What you need to do:
With the pictures left out, output the records below exactly.

** Opening Provided data block **

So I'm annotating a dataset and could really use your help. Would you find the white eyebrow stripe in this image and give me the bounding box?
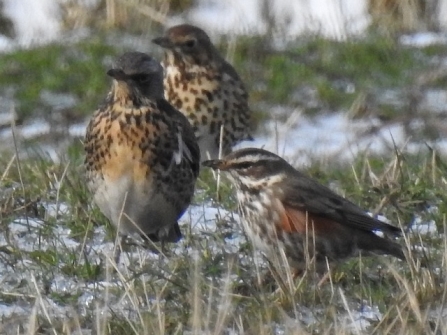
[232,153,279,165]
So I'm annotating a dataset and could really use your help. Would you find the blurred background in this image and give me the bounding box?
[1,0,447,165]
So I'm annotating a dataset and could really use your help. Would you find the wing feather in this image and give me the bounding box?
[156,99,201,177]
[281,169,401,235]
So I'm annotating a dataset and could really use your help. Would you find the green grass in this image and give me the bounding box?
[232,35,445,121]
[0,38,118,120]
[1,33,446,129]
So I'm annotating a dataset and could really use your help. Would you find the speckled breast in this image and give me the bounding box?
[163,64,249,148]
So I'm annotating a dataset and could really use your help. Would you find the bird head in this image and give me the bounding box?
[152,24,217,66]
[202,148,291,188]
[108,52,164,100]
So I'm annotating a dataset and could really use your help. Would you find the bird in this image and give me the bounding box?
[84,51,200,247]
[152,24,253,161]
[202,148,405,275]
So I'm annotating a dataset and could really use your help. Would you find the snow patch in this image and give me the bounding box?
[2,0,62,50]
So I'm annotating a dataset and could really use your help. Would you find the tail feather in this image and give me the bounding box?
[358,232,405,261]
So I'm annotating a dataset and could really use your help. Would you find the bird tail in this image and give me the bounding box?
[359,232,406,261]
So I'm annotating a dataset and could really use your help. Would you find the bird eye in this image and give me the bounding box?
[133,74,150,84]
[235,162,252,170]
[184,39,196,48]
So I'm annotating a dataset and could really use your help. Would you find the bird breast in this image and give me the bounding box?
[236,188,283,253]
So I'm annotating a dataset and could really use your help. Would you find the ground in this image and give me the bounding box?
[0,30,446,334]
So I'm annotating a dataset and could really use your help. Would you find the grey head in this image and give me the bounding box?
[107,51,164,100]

** Closing Provided data block **

Written answer:
So I'm annotating a dataset and could really use your help. Would you find the white eyebrow stripe in this image and give me the bounding box?
[232,153,279,165]
So I'm annotating a dataset and could really use your help. Would you find the blurred background in this image and give me the bounding box?
[1,0,447,165]
So I'm annotating a dataset and could really use your help. Would you find the wing feather in this image and give me the bounding box?
[156,99,201,177]
[281,169,401,235]
So I'm annotating a dataset and could really use your help. Would you find the green grass in this image and give me the bounding box?
[232,35,445,121]
[0,38,118,120]
[1,33,446,129]
So I'm annotating a dataset and could really use your help. Would you find the speckled breast in this image and give me the bounding box?
[163,64,249,148]
So I'm annotating a dataset and could really use your help. Would you find the bird head in this image and give me the bounding box?
[152,24,217,66]
[202,148,291,188]
[108,52,164,100]
So I'm annotating a dataset and could really use your help. Would you find the bird in this image and give me the bounding box?
[84,51,200,247]
[152,24,253,161]
[202,148,405,275]
So I'm annotating a dataset and could really use your help. Would you find the snow patch in this image and give me the bounding box?
[2,0,62,50]
So I'm annotating a dataset and could really use your help. Would you find the tail feather in this image and give me the bounding box?
[358,232,405,261]
So I'm annotating a dataset and could really use your help. Would you find the bird tail in this image and give me the bounding box?
[359,232,406,261]
So I'm annotating a dataset and could really use your help. Would you find the bird eye in this image and give me the bounding box?
[133,74,150,84]
[235,162,252,170]
[184,39,196,48]
So I'm annotating a dataset and could really use your help. Would you find the bird breast in this image and give me the bounding box?
[236,188,283,253]
So I'm annotating a dataset and could really use your help. Would you find the ground in this image and give me the bounding box?
[0,30,446,334]
So I'm annotating a dataset and could really use your help. Would you find the grey head in this image and give me the bounding box?
[107,51,164,100]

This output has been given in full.